TEXT EXCERPT |
:::::
SPEC 023 — File Storage

Field	Value
Status	DRAFT
Priority	P0 — Launch-Critical
Backend	`equa-server/modules/file-storage/`
Frontend	`equa-web/src/service/lib/http-client.ts` (`postMultipart()`)

1. Feature Purpose

File Storage is the foundational module that all file-handling features in Equa depend on. It manages upload, storage, retrieval, and deduplication of files using AWS S3 as the backing store and a content-addressed hashing scheme for deduplication. Every document uploaded to Data Rooms (SPEC 008), agreement PDFs (SPEC 005), generated reports (SPEC 014), and Google Drive synced files (SPEC 016) ultimately flows through this module. A secondary Microsoft file storage integration handles files managed through the Microsoft 365 connector (SPEC 017).

2. Current State (Verified)

2.1 Storage Backend

Detail	Value
Primary store	AWS S3
Addressing	Content-addressed by file hash (SHA-256)
Deduplication	`HashedFiles` table stores unique content hashes; multiple `Files` rows can reference the same hash
Upload limit	`AWS_S3_UPLOAD_SIZE_LIMIT_MB` (default 10 MB)
Static URL	`STATIC_FILE_URL` — base URL for public/signed file access

2.2 Upload Flow

Detail	Value
Frontend method	`postMultipart()` in `equa-web/src/service/lib/http-client.ts`
HTTP client	Axios with `Content-Type: multipart/form-data`
Progress tracking	`onUploadProgress` callback for UI progress bars
Server processing	Compute hash → check `HashedFiles` → upload to S3 if new → create `Files` record

2.3 Microsoft File Storage

Detail	Value
Module path	`equa-server/modules/file-storage/` (shared module, MS-specific adapters)
Integration	Files from Microsoft 365 (SharePoint, OneDrive) stored via same S3 pipeline
Metadata	Original Microsoft file metadata preserved in `Files` record

2.4 Environment Variables

Variable	Required	Default	Description
`AWS_S3_UPLOAD_SIZE_LIMIT_MB`	No	`10`	Maximum upload size in megabytes
`STATIC_FILE_URL`	Yes	—	Base URL for serving stored files
AWS credentials	Yes	—	Standard AWS credential chain (env vars, IAM role, etc.)

3. Data Model

Files

Column	Type	Constraints
id	uuid	PK
hash	Hash	NOT NULL, FK → HashedFiles — content-addressed reference
filename	varchar	NOT NULL — original filename
url	varchar	NOT NULL — S3 object URL
extension	varchar	nullable — file extension (e.g. `pdf`, `docx`)
contentType	varchar	nullable — MIME type (e.g. `application/pdf`)
size	number	NOT NULL — file size in bytes
owner	uuid	FK → Users, NOT NULL

HashedFiles

Column	Type	Constraints
hash	Hash	PK — SHA-256 content hash
size	number	NOT NULL — file size in bytes (for quick size lookups without joining Files)
:::::
PROBLEM A |
From the File Storage spec, extract the passage that starts with the words "SPEC 023 — File" and ends with "Current State (Verified)", word for word.
The File Storage spec and the records below it come from unrelated sources.

RECORDS FOR PROCESSING |
:::::
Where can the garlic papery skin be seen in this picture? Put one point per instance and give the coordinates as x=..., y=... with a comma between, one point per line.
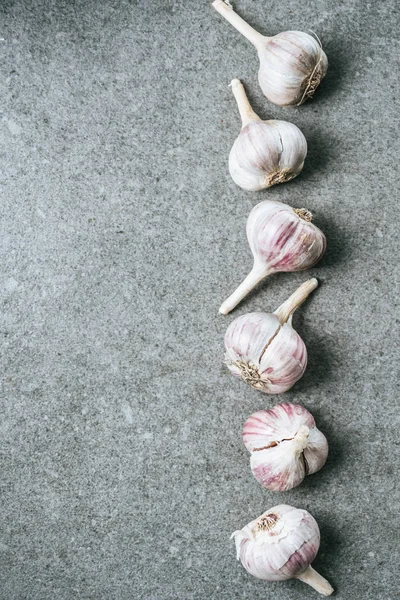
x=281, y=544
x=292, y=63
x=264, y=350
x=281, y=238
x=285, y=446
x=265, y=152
:::::
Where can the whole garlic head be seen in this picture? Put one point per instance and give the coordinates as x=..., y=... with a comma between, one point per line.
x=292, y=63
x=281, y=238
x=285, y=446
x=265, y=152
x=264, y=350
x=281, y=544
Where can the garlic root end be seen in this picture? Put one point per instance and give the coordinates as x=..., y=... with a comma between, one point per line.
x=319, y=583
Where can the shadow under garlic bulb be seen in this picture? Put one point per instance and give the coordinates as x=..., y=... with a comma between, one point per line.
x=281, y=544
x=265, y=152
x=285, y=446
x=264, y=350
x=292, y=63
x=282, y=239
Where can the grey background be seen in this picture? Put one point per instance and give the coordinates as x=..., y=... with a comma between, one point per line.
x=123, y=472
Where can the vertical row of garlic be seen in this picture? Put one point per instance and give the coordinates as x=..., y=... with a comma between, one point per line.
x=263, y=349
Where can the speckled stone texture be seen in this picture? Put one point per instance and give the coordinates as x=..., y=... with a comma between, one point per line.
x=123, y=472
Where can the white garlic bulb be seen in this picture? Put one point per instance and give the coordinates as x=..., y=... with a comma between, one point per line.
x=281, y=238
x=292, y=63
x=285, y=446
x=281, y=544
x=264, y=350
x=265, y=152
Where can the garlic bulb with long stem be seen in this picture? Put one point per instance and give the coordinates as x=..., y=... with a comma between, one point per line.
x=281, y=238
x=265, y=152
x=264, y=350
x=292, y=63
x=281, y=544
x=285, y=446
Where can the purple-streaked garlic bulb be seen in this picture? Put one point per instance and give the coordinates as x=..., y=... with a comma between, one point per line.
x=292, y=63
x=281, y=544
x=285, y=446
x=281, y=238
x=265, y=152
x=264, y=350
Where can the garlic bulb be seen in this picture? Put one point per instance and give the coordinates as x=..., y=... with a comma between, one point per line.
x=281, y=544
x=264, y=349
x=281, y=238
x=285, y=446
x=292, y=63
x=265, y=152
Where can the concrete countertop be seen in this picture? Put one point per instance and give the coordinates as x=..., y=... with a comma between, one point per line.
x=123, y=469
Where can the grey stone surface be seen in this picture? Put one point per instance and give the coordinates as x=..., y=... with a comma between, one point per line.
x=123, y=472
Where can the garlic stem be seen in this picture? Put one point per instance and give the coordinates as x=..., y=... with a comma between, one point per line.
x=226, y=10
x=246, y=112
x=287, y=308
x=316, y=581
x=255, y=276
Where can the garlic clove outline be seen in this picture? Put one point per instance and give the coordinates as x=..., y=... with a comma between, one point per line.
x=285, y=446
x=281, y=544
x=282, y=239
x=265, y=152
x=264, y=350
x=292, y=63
:::::
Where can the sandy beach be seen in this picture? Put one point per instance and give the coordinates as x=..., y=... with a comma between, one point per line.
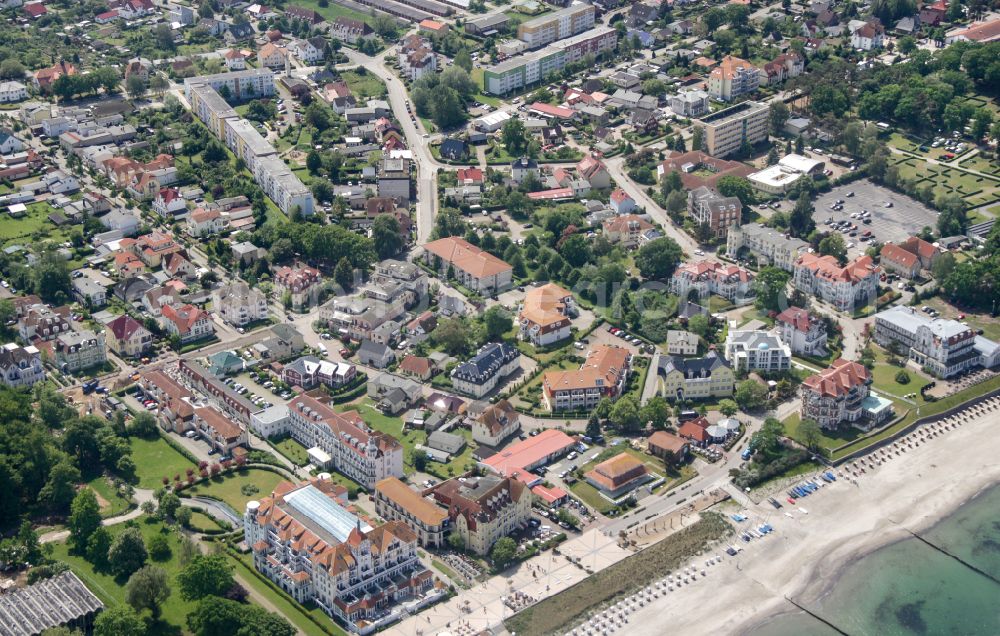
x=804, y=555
:::::
PROBLEM B |
In the records, copy word for word every line from the one containing "Where can the sandy" through the one containing "x=804, y=555", and leave out any pictures.

FULL OUTPUT A |
SPEC 023 — File Storage

Field	Value
Status	DRAFT
Priority	P0 — Launch-Critical
Backend	`equa-server/modules/file-storage/`
Frontend	`equa-web/src/service/lib/http-client.ts` (`postMultipart()`)

1. Feature Purpose

File Storage is the foundational module that all file-handling features in Equa depend on. It manages upload, storage, retrieval, and deduplication of files using AWS S3 as the backing store and a content-addressed hashing scheme for deduplication. Every document uploaded to Data Rooms (SPEC 008), agreement PDFs (SPEC 005), generated reports (SPEC 014), and Google Drive synced files (SPEC 016) ultimately flows through this module. A secondary Microsoft file storage integration handles files managed through the Microsoft 365 connector (SPEC 017).

2. Current State (Verified)

FULL OUTPUT B |
Where can the sandy beach be seen in this picture? Put one point per instance and give the coordinates as x=..., y=... with a comma between, one point per line.
x=804, y=555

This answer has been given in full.